What needs to be done: Would you print, word for word, only the lines running from the line with "Put a marker on each instance of the building" to the last line of the entries, without the pictures?

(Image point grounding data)

▬▬▬

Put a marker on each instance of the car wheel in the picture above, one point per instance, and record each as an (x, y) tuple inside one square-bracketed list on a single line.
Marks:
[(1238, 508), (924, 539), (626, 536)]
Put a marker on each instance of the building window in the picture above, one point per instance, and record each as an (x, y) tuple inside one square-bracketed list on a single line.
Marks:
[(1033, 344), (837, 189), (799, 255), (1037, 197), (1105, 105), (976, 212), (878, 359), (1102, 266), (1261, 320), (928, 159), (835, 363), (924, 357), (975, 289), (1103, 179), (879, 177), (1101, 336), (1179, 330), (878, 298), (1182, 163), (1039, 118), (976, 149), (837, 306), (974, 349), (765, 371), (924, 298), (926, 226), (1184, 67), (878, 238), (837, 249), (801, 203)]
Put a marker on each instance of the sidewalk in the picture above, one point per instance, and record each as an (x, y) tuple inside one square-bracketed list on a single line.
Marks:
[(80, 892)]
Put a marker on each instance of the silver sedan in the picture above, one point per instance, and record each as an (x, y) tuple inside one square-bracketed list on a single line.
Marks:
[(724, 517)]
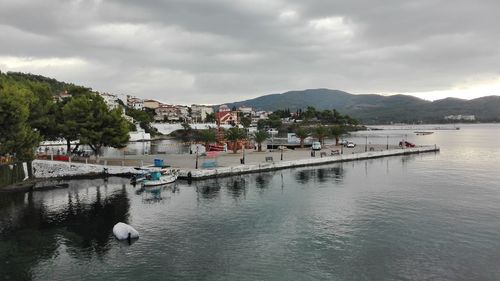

▬▬▬

Solution to the problem:
Put a marker on each instance of the building window in the picture above, one point per instance, and record each as an (x, y) tuple inside one square-bracketed list on a single line.
Marks:
[(1033, 344), (837, 189), (799, 255), (1037, 197), (1105, 105), (976, 212), (878, 359), (1102, 266), (1261, 320), (928, 159), (835, 363), (924, 357), (975, 289), (1103, 179), (879, 177), (1101, 336), (1179, 330), (878, 298), (1182, 163), (1039, 118), (976, 149), (837, 306), (974, 349), (765, 371), (924, 298), (926, 226), (1184, 67), (878, 238), (837, 249), (801, 203)]
Put a marker on each instance of the sidewalk in the picture above, one point per instance, and record each as an (x, y) tuple inside one square-bracketed list on a single line.
Marks:
[(80, 892)]
Put a marker on each instance of the silver sedan in the picture above, one point per instance, and record each as an (x, y) tuple inside one square-bracketed list on a single line.
Marks:
[(724, 517)]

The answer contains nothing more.